Hannibal’s brief-lived ally lies on the floor, looking every bit as confused and concussed as you would think. Bedelia watches on in horror as Hannibal performs his signature killing move, straddling the corpse and tugging on his neck with both hands until there’s a horrendous cracking sound. The last shot of the episode is a flayed torso sitting in what appears to be Hannibal’s lecture hall. It seems he’s back to his old ways, presenting his kills in elaborate manners, more concerned with aesthetics than ethics.
Perhaps it’s the conversations with Eddie Izzard’s Gideon that reveal the most about Hannibal’s mindset. He cooks Gideon’s leg with rosemary and apple and then serves it to the man while they discuss cannibalism. “It’s only cannibalism if we’re equals” is one of the more precise summaries of Hannibal’s mindset ever. He feeds Gideon beautiful food to enhance the taste of his flesh, than feeds snails on his flesh to enhance their taste, than feeds the snails back to Gideon. It’s at this point that Gideon cuts right to the heart of an issue the episode has been dancing around. Gideon remarks that this elaborate dining is simply because Hannibal, like the snails, prefers to dine with company, and in this case Gideon is just a poor substitute for Will Graham. It’s no coincidence much of Hannibal’s lecture on Inferno revolves around Judas Iscariot and betrayal. He’s lost a brilliant student and an equal in Will Graham. Of course he’s also lost the only foe that could stand up to him. Gideon’s other cutting remarks revolve around that. He tells Hannibal repeatedly that one day the tables will turn and someone will eat him.
Characters keep asking Hannibal how he feels in this episode. One could write it off as missing the point – Hannibal doesn’t feel anything. Except that’s not entirely true. Hannibal feels betrayed, and it’s not entirely clear how this will affect his actions going forward. His nightmarish relationship with Bedelia seems fascinatingly self-destructive, as does starting his murders again so soon after stealing a fairly successful academic’s identity. But as the episode reminds us, things are rarely what it seems when it comes to Hannibal. When you think you’re about to catch him, that’s when he’s catching you. Hannibal’s actions may seem unhinged but he doesn’t, he seems more in control than ever.

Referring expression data

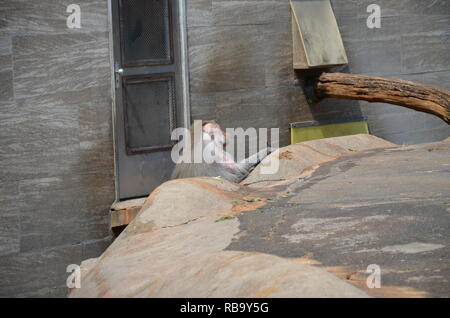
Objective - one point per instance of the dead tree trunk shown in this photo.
(423, 98)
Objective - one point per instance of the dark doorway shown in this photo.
(149, 86)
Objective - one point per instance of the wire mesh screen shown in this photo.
(150, 114)
(146, 34)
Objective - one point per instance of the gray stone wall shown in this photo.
(241, 63)
(56, 150)
(241, 75)
(413, 43)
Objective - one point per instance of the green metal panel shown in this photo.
(301, 133)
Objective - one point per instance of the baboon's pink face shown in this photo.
(213, 132)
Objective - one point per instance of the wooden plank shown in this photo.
(317, 41)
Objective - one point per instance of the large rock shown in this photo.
(176, 247)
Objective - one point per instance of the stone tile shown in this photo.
(9, 217)
(6, 75)
(249, 12)
(50, 16)
(62, 210)
(59, 63)
(375, 56)
(425, 53)
(203, 106)
(199, 13)
(38, 274)
(278, 54)
(234, 59)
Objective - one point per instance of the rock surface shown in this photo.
(311, 231)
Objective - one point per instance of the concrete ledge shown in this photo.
(302, 158)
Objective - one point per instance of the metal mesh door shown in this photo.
(146, 32)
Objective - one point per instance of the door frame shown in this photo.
(184, 76)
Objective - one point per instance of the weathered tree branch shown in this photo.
(423, 98)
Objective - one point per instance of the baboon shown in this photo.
(224, 165)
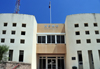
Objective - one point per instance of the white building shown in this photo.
(73, 45)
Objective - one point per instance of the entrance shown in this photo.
(51, 62)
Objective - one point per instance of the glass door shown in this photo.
(51, 63)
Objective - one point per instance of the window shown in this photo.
(78, 41)
(13, 32)
(85, 24)
(97, 32)
(76, 25)
(2, 40)
(12, 40)
(60, 39)
(50, 38)
(22, 32)
(88, 41)
(80, 61)
(98, 40)
(4, 32)
(22, 41)
(77, 33)
(23, 25)
(21, 55)
(5, 24)
(41, 39)
(14, 24)
(95, 25)
(87, 32)
(10, 55)
(73, 58)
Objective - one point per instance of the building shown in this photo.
(73, 45)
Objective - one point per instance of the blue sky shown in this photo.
(59, 8)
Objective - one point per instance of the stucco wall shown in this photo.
(42, 29)
(71, 37)
(29, 36)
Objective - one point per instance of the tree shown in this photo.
(3, 50)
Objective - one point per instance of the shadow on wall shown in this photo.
(11, 65)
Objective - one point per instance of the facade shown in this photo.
(73, 45)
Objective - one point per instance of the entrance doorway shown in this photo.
(51, 62)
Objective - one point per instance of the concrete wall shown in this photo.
(73, 47)
(51, 48)
(42, 29)
(29, 46)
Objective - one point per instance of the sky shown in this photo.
(59, 8)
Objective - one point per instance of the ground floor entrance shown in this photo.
(51, 62)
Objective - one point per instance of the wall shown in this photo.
(73, 47)
(42, 29)
(29, 46)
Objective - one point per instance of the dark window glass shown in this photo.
(48, 39)
(78, 41)
(14, 24)
(39, 39)
(44, 64)
(2, 40)
(11, 40)
(23, 25)
(62, 39)
(76, 25)
(95, 25)
(88, 41)
(12, 32)
(87, 32)
(53, 38)
(98, 40)
(5, 24)
(73, 58)
(60, 63)
(4, 32)
(96, 32)
(10, 55)
(86, 24)
(23, 33)
(58, 38)
(77, 33)
(80, 57)
(43, 39)
(22, 41)
(21, 55)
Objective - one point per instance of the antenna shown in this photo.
(17, 6)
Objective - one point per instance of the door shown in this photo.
(51, 63)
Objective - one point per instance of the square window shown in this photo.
(23, 25)
(98, 40)
(2, 40)
(88, 41)
(77, 33)
(22, 32)
(4, 32)
(73, 58)
(87, 32)
(78, 41)
(13, 32)
(11, 40)
(14, 24)
(76, 25)
(85, 24)
(95, 25)
(22, 41)
(5, 24)
(96, 32)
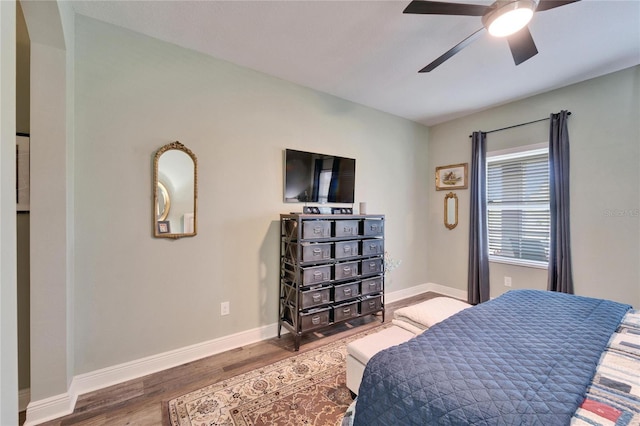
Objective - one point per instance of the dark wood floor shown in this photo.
(139, 402)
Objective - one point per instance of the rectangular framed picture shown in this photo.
(164, 227)
(450, 177)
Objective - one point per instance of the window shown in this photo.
(518, 206)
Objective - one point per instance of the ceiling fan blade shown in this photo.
(551, 4)
(441, 8)
(455, 49)
(522, 46)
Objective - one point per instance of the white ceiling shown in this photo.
(369, 52)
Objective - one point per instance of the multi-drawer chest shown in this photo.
(331, 270)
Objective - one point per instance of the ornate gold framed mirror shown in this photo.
(175, 192)
(450, 210)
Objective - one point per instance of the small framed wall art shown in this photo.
(164, 227)
(451, 177)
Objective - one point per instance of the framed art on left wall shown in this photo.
(22, 173)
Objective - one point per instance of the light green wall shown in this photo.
(605, 186)
(137, 296)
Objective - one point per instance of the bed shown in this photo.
(526, 357)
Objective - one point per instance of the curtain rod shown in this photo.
(518, 125)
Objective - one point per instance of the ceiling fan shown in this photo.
(504, 18)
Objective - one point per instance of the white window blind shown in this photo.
(518, 207)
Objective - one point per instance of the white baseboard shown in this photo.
(50, 408)
(63, 404)
(24, 395)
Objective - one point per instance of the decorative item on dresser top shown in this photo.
(331, 270)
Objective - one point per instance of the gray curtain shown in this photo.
(478, 281)
(560, 274)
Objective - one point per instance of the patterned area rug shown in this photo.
(305, 389)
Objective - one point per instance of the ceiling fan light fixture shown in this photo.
(509, 17)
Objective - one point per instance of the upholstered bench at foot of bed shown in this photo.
(360, 351)
(407, 323)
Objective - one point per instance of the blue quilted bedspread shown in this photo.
(523, 358)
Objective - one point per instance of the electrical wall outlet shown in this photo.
(224, 308)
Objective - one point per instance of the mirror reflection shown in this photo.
(175, 192)
(450, 210)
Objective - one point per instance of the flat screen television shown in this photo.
(318, 178)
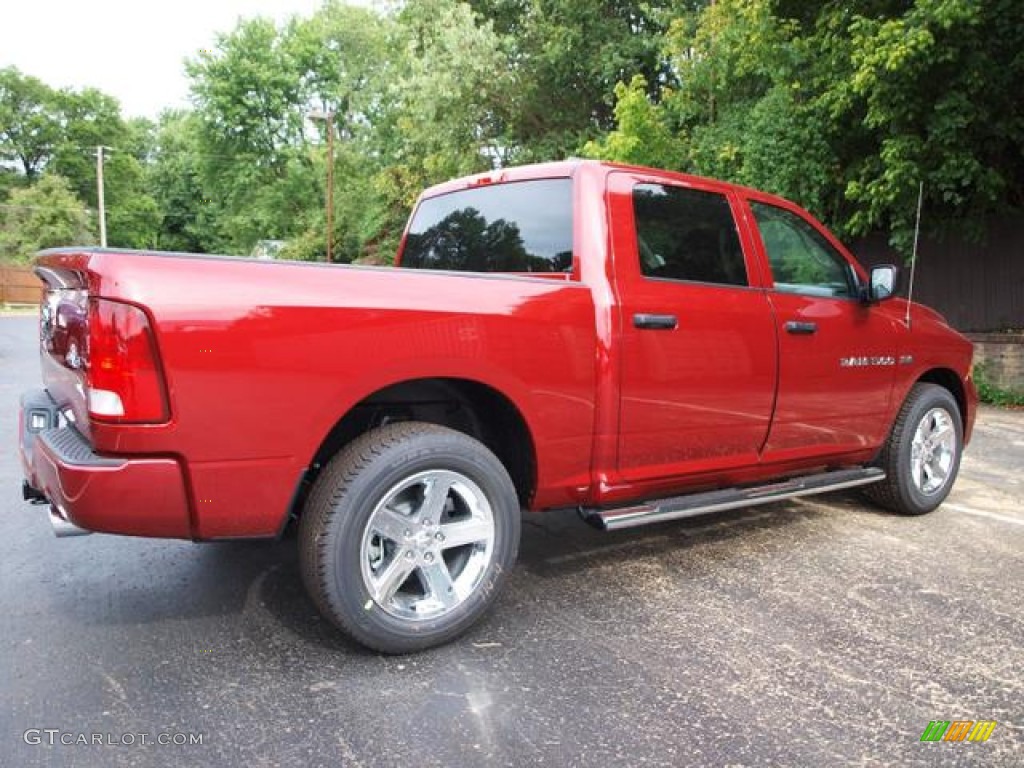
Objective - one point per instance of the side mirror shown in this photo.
(883, 284)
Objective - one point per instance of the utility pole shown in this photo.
(328, 118)
(99, 196)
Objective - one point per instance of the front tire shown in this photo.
(922, 455)
(408, 536)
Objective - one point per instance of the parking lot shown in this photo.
(818, 632)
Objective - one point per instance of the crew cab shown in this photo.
(637, 344)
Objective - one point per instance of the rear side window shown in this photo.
(523, 226)
(687, 235)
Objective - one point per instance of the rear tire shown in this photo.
(408, 536)
(922, 456)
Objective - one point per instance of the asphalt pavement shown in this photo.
(812, 633)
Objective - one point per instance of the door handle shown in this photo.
(655, 322)
(805, 329)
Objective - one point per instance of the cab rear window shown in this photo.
(521, 226)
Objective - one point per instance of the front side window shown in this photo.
(522, 226)
(687, 235)
(802, 260)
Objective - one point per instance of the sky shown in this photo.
(131, 49)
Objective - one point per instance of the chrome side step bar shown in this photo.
(660, 510)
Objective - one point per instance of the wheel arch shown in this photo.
(947, 379)
(470, 407)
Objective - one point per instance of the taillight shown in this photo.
(124, 383)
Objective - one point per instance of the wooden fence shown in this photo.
(18, 285)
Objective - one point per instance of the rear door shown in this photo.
(698, 348)
(837, 354)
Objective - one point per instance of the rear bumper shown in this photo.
(113, 495)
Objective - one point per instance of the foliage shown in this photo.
(46, 130)
(990, 392)
(844, 108)
(44, 215)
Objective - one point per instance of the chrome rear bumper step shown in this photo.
(660, 510)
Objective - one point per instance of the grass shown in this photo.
(993, 394)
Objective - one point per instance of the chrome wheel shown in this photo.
(427, 545)
(933, 452)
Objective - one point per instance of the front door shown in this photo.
(837, 354)
(698, 347)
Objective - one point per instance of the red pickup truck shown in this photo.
(637, 344)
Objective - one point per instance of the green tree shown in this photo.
(565, 57)
(30, 122)
(44, 215)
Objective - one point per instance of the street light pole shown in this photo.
(328, 118)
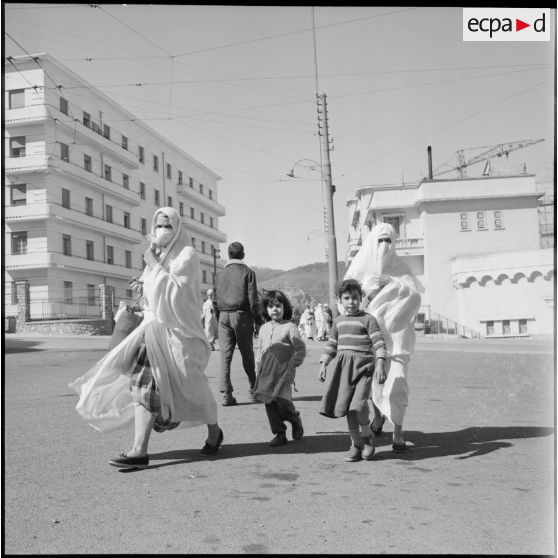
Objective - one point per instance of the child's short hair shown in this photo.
(276, 296)
(348, 285)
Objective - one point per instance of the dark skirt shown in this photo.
(349, 381)
(145, 391)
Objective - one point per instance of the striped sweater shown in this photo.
(359, 332)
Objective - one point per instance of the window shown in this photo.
(63, 105)
(17, 98)
(64, 152)
(19, 243)
(498, 220)
(18, 194)
(89, 250)
(17, 147)
(66, 244)
(91, 290)
(68, 292)
(66, 198)
(395, 221)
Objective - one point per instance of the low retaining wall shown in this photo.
(68, 327)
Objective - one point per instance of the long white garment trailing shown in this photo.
(379, 269)
(177, 348)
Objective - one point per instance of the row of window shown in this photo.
(18, 196)
(19, 248)
(482, 219)
(17, 149)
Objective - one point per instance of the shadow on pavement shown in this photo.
(463, 444)
(20, 346)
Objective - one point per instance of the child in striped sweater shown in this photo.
(354, 352)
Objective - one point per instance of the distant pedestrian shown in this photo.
(210, 324)
(280, 351)
(155, 376)
(354, 353)
(237, 303)
(393, 298)
(308, 320)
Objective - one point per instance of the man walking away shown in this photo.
(237, 303)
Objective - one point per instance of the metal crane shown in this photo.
(493, 151)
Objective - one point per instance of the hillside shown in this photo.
(304, 284)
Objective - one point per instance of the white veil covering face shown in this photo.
(177, 348)
(397, 303)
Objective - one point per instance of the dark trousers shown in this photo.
(236, 328)
(278, 411)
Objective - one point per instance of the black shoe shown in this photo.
(298, 431)
(125, 462)
(208, 449)
(228, 400)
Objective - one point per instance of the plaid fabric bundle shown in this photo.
(145, 391)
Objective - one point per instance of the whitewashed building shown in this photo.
(474, 243)
(82, 179)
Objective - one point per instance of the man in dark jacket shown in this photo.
(237, 304)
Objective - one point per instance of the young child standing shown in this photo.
(280, 351)
(354, 352)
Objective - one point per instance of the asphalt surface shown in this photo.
(479, 476)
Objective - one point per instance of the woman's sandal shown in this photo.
(377, 430)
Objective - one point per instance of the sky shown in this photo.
(235, 87)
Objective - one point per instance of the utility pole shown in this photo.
(323, 132)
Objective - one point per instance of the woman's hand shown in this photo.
(149, 256)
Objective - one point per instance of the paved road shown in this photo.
(479, 478)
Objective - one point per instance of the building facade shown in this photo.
(474, 243)
(83, 178)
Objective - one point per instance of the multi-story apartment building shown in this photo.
(473, 243)
(83, 178)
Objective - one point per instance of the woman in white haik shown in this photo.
(393, 298)
(155, 376)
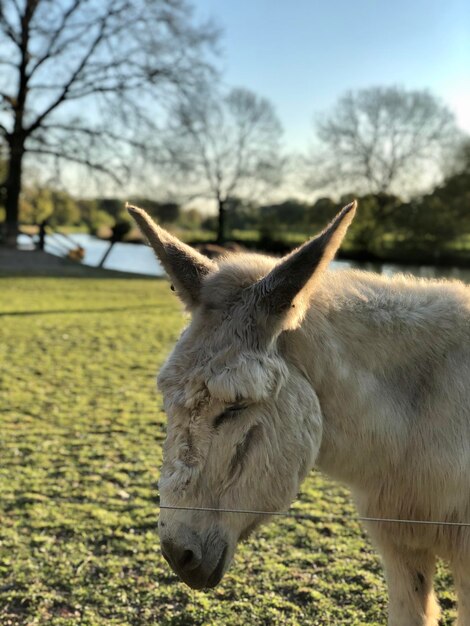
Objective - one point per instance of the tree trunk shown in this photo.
(13, 190)
(221, 224)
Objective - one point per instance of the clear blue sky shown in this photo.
(303, 54)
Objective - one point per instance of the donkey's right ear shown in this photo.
(185, 266)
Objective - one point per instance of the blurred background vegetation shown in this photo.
(208, 160)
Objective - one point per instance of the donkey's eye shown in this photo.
(231, 411)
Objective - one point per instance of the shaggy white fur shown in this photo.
(286, 365)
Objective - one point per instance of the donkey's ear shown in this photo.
(286, 290)
(185, 266)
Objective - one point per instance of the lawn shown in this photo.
(80, 440)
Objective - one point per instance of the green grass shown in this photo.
(80, 443)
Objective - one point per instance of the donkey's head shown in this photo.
(244, 424)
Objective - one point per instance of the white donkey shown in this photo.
(286, 365)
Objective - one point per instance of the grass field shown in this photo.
(80, 444)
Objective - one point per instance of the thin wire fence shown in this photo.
(315, 518)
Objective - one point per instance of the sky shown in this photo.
(303, 54)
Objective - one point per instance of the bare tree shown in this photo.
(81, 80)
(377, 139)
(222, 146)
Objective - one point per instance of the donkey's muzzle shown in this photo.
(199, 566)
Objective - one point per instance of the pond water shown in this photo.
(140, 259)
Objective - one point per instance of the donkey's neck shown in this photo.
(368, 345)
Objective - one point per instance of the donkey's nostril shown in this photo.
(187, 559)
(182, 558)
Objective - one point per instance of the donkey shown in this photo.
(286, 365)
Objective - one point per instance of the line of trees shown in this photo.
(79, 85)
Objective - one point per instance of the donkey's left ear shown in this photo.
(286, 290)
(185, 266)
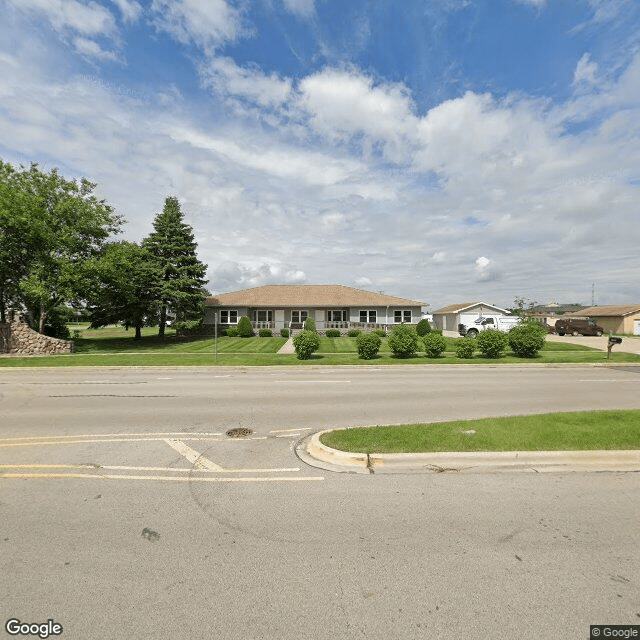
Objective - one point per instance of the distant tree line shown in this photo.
(58, 254)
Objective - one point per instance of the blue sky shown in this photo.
(443, 150)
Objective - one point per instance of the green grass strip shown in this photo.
(577, 431)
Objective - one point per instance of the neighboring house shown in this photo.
(331, 306)
(449, 317)
(549, 313)
(613, 318)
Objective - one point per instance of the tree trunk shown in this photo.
(43, 316)
(163, 321)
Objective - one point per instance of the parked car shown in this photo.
(578, 326)
(501, 323)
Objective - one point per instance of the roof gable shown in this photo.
(467, 306)
(308, 295)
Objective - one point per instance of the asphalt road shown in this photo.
(126, 511)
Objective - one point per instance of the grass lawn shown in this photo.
(578, 431)
(115, 346)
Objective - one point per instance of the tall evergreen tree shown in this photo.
(173, 247)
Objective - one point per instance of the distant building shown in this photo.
(614, 318)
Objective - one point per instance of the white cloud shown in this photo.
(533, 3)
(87, 19)
(225, 77)
(586, 71)
(92, 49)
(207, 23)
(129, 9)
(343, 104)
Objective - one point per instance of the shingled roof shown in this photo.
(614, 310)
(461, 306)
(307, 296)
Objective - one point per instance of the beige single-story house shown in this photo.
(280, 306)
(450, 316)
(623, 318)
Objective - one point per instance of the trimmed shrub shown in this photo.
(465, 347)
(423, 327)
(245, 328)
(525, 340)
(403, 341)
(368, 345)
(305, 343)
(434, 345)
(491, 343)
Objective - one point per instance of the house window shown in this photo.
(402, 315)
(368, 315)
(229, 316)
(337, 315)
(299, 316)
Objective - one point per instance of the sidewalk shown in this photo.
(314, 453)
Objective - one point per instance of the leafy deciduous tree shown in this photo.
(49, 227)
(124, 286)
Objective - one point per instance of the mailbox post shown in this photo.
(612, 340)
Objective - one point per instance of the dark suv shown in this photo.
(578, 326)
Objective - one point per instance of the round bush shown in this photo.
(245, 328)
(368, 345)
(305, 343)
(434, 344)
(491, 343)
(525, 340)
(423, 327)
(465, 347)
(403, 341)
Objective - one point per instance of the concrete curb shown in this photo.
(313, 452)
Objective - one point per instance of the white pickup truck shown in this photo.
(471, 326)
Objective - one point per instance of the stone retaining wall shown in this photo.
(22, 340)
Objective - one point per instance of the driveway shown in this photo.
(629, 345)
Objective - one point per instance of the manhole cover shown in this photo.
(239, 432)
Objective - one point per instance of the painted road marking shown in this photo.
(184, 435)
(31, 476)
(164, 469)
(92, 441)
(193, 456)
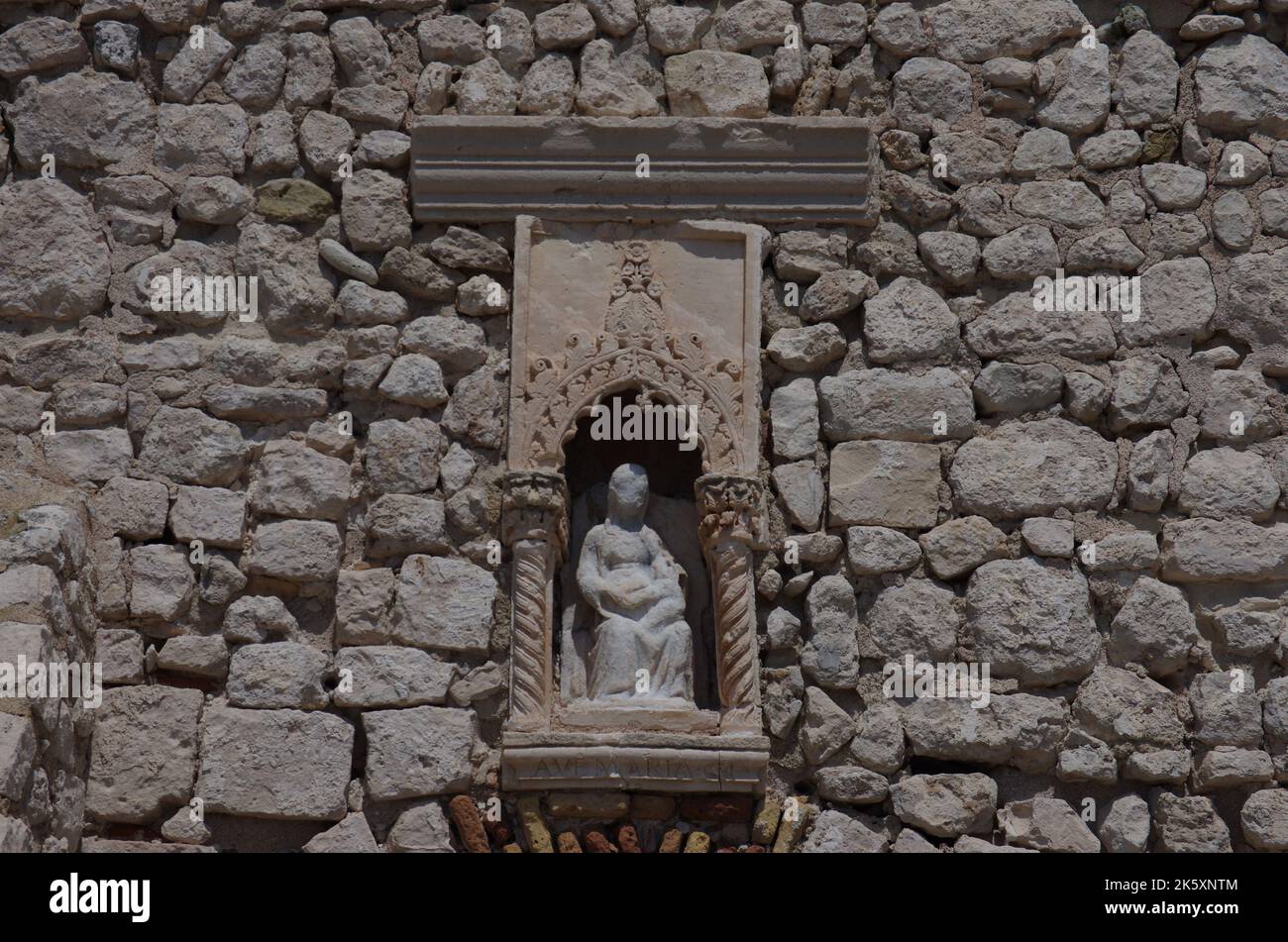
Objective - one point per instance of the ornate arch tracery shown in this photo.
(640, 348)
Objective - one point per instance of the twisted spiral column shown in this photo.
(729, 508)
(533, 524)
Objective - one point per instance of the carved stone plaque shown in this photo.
(669, 314)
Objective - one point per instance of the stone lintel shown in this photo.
(478, 168)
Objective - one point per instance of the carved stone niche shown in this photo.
(669, 314)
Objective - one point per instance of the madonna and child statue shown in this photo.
(642, 648)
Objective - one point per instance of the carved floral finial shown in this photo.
(634, 313)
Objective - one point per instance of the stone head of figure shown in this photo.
(627, 494)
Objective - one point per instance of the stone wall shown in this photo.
(274, 532)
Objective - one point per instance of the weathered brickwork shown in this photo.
(275, 525)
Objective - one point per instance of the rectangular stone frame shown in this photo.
(721, 751)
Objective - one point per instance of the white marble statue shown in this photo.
(631, 580)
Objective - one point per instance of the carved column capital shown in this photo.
(730, 516)
(535, 507)
(729, 507)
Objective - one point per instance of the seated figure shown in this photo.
(631, 580)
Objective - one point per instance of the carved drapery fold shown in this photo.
(535, 525)
(729, 507)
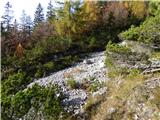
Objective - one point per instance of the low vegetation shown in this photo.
(37, 48)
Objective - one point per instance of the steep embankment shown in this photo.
(85, 78)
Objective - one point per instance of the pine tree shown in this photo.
(39, 15)
(23, 20)
(7, 17)
(50, 12)
(29, 25)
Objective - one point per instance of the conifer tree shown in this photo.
(7, 17)
(50, 12)
(39, 15)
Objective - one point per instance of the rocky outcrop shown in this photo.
(91, 67)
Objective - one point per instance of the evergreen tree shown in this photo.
(39, 15)
(23, 20)
(7, 17)
(26, 23)
(29, 24)
(50, 12)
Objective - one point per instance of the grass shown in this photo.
(72, 83)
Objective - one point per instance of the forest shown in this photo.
(128, 33)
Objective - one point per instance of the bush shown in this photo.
(147, 33)
(72, 83)
(34, 102)
(49, 66)
(15, 82)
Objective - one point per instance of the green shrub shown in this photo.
(31, 102)
(72, 83)
(116, 52)
(148, 32)
(15, 82)
(48, 66)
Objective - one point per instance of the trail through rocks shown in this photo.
(91, 67)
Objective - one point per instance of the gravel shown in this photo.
(93, 66)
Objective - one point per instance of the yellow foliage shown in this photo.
(138, 8)
(19, 50)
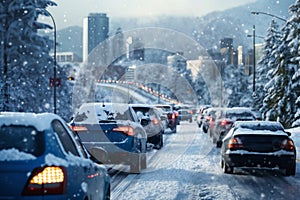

**Exercise aim:** Continue the review of the Hannibal episode, picking up after its final sentence.

**Response:**
Of course it’s the deliberate obtuseness of this episode that makes it special. It unapologetically fails to fill in the expected blanks, instead opting for an atmospheric and philosophical episode. Not that the show isn’t normally philosophical, but coupled with the increased stylization it really made for a stand-out premiere. The new European locations have injected the show with an impeccable new set, and the episode’s impressionistic editing and cinematography make full use of it. Brian Reitzell’s colourful synthesizers, sparse repeating motifs, and echoey sounds are a welcome return. The show just simply wouldn’t be the same without the visual and sonic stylization. From beautifully symbolic dream sequences to black and white flashbacks to incredibly presented, incredibly macabre dishes (that snail dish arranged on a halved shell look lavish) the show is back and swinging. It’s simultaneously a return to everything that made the show great and delightfully divorced from many of the tangible components of the two past seasons. Already the season seems like it will be rife with intrigue and stressful developments.